#### Text for analysis:
== Segment start ==
I don't have a lot of memories of Petty Harbour but the ones I had, I thought were my own. I recall getting juice from Herbie’s, in those little plastic bottles with the foil lids and when you were done drinking them, you could pick blueberries near the house and fill them right up to the top. I remember the blueberry bushes weren't big but grew on a rock face that was almost vertical - I had to reach up to get to some, not bend over like you normally would do. I remember swatting dragonflies with sticks and picking them up by their wings and putting them on the steps of the school. Yet, somehow, my sister-in-law was familiar with all of this because my brother, Chris had related the same stories. This bothered me for some time. I told myself that maybe I was just thinking of one afternoon in particular and we were there together on that day and did the same things. I doubt that. Did Chris memorize my telling of these things? More likely, Chris told them to me and I filed them away as my own. I can even remember walking on the large water conduit (a large pipeline following the road down into the harbour - it may actually have been what is known as a wood stave penstock and have been part of the small hydro electric generating station) and, though I remember it leaking and providing misty sprays, what I really recall is tripping on the ridges and even hurting my hand on one occasion after falling on a joint or a seam and landing clumsily - I even remember Dave yelling at me to go home because if Mom found out I was up there, he would be in trouble. Now here I assume this to be fantasy, after all there was no way a three-year-old could get on top of that thing and walk on it, so that must obviously be an assimilated memory from Mike, Dave or Chris.
== Segment end ==
#### Assigned task 1:
In the passage about childhood memories of Petty Harbour, who yelled at the narrator to go home from the water conduit?
#### Assigned task 2:
Pick up the passage about childhood memories of Petty Harbour after its last sentence and keep writing.

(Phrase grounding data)
== Segment start ==
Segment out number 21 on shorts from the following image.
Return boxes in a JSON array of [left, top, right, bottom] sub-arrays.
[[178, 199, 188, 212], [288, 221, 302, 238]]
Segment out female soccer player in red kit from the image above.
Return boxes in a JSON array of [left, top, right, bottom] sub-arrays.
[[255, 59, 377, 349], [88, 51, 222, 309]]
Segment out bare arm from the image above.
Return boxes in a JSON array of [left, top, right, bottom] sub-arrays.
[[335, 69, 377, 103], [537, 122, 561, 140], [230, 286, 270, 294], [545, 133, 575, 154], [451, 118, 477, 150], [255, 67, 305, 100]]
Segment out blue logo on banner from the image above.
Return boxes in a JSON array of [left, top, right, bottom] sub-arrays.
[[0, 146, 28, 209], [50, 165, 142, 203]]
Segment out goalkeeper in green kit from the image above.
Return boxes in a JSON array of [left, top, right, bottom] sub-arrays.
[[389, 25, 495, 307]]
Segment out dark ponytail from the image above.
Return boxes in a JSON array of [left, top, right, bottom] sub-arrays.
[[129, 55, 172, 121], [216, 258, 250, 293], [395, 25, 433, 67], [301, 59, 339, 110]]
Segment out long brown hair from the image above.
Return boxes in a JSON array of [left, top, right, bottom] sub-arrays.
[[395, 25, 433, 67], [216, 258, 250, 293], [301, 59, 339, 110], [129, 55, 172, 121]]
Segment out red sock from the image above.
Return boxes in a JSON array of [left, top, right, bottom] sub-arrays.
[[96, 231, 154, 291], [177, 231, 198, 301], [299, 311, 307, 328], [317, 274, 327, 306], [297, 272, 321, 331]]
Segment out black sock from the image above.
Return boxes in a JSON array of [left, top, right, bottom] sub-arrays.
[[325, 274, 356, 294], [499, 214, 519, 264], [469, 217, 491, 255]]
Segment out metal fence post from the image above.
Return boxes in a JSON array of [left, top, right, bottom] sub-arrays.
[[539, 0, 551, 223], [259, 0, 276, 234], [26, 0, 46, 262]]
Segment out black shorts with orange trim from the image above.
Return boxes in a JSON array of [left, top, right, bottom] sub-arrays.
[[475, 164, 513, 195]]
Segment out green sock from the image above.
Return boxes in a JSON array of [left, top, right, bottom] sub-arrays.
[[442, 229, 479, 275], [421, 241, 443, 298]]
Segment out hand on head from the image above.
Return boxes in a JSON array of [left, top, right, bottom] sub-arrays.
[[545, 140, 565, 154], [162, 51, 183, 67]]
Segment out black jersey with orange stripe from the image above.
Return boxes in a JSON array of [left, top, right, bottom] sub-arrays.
== Segment end ==
#### Output 1:
Dave yelled at the narrator to go home.

#### Output 2:
Strange isn't it?

Another thing I recall is driving home, sitting on Mom's lap, while Dad drove (the Nova? Dodge Dart? Some kind of Dodge?) and I was crying. Mom was trying to console me and I stopped. Not because of Mom bouncing me, but because I just remember staring at that same wooden flume as we drove down to Petty Harbour and being kind of mesmerized by the effect of watching its ribbed ridges rolling by (like the wagon wheel effect, where something moving quickly can appear to strobe). It was winter or late spring because there were little patches of snow everywhere. Not only do I remember that, but I remember I had a cast on my arm, which wasn't itchy or anything, but my coat sleeve was tightly pulled on over it. The coat was like a little trench coat and it was a funny green, and it had a matching hat. I liked the hat because it looked like Robin Hood's cap. But all of that would've happened when I was two years old (and a bit). Is it possible I remembered all of that? Or is it more likely, that I've been told I had my arm in a cast, and I'd seen a picture of myself in that coat, and that the drive down to Petty Harbour took place much later on some return errand with Dad, when I was 5 or 7 or 8 or something? Or did I dream the whole thing? Was it an amalgam of scraps that my mind pasted together from a photo, a story, a drive on a Sunday?

I guess you never know. The image in my mind of the rectory where we lived is mostly from the photo we used to have at the bottom of the stairs. That and the view out from the porch. Another memory I may or may not have is of sitting on the front step with the door open, and Mom coming out to say, "In or out? You can't sit there with the door open. Flies and buzzy things will get in." then she made a sort of buzzing noise like a bee as I got up and went inside.

I guess it doesn't matter if it's real or not. It's not like I'm sitting in court being cross examined on the accuracy of my mother's insect impersonations. It's a nice memory or thought and I'm glad to have it.

Updated with corrections November 28, 2016. An earlier version referred to the wooden pipeline as supplying water to the fish plant rather than actually being the flume providing water to the hydro-electric station.